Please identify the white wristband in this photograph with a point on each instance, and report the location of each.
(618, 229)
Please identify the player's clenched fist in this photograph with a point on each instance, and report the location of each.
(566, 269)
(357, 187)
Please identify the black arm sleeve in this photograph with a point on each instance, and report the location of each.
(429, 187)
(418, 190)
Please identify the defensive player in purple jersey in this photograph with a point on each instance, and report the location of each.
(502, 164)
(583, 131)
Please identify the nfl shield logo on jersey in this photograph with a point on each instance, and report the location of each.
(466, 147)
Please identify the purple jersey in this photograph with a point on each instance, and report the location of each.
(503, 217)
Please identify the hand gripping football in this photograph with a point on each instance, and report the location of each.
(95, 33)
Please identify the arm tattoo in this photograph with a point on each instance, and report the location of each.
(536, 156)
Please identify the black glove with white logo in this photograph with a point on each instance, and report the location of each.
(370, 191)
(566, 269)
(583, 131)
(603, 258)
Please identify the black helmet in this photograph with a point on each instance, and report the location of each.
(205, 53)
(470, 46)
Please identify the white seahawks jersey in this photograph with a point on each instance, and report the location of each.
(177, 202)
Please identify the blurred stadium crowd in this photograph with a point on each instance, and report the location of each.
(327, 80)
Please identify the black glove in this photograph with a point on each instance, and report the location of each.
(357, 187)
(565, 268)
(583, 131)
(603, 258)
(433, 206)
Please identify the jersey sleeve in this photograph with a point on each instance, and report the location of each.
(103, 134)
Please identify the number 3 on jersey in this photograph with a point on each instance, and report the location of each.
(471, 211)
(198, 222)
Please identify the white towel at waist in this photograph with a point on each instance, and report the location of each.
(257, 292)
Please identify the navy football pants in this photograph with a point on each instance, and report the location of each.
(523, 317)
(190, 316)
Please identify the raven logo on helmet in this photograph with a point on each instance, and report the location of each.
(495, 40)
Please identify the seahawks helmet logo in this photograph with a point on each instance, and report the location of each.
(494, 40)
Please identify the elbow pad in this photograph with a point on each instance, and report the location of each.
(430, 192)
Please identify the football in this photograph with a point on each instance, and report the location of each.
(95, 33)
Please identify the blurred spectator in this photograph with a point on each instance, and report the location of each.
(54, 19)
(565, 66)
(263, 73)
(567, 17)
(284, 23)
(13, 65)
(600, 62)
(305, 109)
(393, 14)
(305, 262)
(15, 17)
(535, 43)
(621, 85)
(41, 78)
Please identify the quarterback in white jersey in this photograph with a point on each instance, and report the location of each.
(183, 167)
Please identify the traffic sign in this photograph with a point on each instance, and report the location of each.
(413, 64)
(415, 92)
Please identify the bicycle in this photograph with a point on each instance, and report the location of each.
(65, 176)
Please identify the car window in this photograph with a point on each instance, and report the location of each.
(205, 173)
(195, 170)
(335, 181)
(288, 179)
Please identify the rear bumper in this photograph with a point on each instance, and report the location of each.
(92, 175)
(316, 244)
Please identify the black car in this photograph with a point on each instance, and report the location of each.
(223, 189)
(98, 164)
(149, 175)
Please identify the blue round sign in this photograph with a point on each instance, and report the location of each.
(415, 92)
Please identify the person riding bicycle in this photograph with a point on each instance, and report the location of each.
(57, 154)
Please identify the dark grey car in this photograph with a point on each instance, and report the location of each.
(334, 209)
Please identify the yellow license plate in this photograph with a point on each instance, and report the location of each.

* * *

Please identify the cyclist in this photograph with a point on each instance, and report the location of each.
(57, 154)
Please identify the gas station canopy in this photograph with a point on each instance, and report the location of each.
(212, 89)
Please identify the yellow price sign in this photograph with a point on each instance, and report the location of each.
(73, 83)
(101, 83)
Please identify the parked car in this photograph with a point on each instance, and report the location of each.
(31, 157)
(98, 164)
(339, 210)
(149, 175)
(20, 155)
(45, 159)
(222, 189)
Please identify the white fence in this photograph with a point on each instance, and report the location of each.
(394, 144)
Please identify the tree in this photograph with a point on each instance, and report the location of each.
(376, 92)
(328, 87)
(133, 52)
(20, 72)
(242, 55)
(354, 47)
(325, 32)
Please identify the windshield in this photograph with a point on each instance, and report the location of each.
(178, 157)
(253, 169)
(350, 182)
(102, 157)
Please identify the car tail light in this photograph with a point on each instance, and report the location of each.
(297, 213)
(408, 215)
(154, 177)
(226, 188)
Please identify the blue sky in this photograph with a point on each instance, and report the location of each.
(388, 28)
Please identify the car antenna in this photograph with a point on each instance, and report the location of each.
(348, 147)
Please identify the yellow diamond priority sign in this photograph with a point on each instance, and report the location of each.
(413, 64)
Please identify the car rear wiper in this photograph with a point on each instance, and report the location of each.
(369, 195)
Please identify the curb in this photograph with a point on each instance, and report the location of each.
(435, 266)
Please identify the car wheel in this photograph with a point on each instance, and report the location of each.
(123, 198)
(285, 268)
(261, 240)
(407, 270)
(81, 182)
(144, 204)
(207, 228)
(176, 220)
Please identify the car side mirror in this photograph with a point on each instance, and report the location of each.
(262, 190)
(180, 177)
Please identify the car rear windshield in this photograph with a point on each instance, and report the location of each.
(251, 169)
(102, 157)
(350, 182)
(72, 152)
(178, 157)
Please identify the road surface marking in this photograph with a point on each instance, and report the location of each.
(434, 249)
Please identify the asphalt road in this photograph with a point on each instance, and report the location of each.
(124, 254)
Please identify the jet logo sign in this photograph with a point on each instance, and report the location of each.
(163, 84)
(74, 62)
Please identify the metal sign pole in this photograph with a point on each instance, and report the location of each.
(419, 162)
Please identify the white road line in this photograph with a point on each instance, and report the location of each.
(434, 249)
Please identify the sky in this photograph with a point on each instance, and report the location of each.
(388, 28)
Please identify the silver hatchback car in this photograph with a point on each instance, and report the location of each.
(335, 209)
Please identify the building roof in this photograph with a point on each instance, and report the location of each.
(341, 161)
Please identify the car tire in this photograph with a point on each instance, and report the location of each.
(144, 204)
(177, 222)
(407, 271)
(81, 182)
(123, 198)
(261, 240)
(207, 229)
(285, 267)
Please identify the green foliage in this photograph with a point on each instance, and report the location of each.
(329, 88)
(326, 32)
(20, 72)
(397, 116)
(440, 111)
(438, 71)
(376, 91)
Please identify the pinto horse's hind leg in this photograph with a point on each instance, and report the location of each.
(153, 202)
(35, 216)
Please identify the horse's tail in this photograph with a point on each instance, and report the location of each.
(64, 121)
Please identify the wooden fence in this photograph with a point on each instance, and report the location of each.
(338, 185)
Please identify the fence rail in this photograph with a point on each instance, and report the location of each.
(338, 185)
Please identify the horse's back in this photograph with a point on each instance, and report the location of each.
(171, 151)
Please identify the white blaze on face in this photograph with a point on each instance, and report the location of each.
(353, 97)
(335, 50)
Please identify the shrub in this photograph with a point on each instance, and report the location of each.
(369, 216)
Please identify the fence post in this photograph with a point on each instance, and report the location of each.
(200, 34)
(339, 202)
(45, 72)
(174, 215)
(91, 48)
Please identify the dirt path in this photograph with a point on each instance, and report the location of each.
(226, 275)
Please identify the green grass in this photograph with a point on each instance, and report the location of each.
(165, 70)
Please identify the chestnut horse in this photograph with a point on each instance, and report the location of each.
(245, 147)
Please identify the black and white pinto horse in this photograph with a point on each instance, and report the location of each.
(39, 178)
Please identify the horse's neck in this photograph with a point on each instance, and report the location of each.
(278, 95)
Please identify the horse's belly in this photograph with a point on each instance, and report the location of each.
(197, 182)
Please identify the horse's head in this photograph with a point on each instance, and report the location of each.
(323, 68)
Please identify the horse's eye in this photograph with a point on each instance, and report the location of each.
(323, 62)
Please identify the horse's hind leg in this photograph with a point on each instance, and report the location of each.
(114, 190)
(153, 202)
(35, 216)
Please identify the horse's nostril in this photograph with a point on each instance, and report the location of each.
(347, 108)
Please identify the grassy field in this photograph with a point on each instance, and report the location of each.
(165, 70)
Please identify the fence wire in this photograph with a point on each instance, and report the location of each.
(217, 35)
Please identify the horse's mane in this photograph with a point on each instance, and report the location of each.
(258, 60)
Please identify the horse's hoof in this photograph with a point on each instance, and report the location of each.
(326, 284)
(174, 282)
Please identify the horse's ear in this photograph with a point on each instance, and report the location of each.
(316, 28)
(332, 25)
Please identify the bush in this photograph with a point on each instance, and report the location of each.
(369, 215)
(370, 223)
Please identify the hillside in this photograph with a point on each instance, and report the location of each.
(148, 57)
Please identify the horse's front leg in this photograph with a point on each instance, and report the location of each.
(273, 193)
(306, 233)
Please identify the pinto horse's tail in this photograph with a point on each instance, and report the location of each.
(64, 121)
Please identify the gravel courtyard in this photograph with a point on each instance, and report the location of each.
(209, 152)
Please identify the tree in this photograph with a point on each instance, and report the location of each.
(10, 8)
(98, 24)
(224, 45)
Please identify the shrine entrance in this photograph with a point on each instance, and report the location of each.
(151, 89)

* * *

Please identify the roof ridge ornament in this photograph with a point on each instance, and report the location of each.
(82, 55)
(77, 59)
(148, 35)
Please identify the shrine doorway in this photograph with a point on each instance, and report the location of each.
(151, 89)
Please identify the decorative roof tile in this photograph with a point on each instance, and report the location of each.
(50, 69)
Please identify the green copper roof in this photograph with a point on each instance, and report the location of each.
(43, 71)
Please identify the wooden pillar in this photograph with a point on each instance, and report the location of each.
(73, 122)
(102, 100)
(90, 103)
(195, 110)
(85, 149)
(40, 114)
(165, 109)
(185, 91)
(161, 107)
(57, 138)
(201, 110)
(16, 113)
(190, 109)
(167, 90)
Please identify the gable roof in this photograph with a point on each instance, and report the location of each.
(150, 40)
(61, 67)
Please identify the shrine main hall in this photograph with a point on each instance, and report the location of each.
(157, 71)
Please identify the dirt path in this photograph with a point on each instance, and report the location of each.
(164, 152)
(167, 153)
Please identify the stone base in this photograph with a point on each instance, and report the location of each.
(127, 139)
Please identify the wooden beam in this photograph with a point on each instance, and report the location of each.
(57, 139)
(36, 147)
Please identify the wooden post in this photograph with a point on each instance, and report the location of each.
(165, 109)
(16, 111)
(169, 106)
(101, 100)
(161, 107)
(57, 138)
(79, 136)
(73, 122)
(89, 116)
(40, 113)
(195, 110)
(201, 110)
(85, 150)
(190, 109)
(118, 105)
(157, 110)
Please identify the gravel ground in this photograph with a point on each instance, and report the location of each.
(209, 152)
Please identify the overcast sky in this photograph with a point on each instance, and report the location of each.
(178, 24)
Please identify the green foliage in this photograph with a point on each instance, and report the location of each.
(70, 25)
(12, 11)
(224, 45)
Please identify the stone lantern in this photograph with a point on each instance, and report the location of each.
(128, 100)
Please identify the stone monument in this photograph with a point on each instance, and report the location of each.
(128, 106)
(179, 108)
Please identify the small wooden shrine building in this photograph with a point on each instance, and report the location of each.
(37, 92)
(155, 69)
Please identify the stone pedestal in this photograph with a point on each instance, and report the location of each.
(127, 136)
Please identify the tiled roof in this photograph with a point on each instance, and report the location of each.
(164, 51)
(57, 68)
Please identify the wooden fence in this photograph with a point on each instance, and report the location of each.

* * *

# TASK REQUIREMENTS
The entries above hold the needed span. Transcribe exactly the lines from the one with "Please identify the dark" to the one with "Please identify the yellow license", both included.

# ANSWER SPACE
Please identify the dark grey car in this photograph with a point on each instance, and report the location of each.
(334, 209)
Please identify the yellow license plate in this photograph with a point on each instance, and report the location of each.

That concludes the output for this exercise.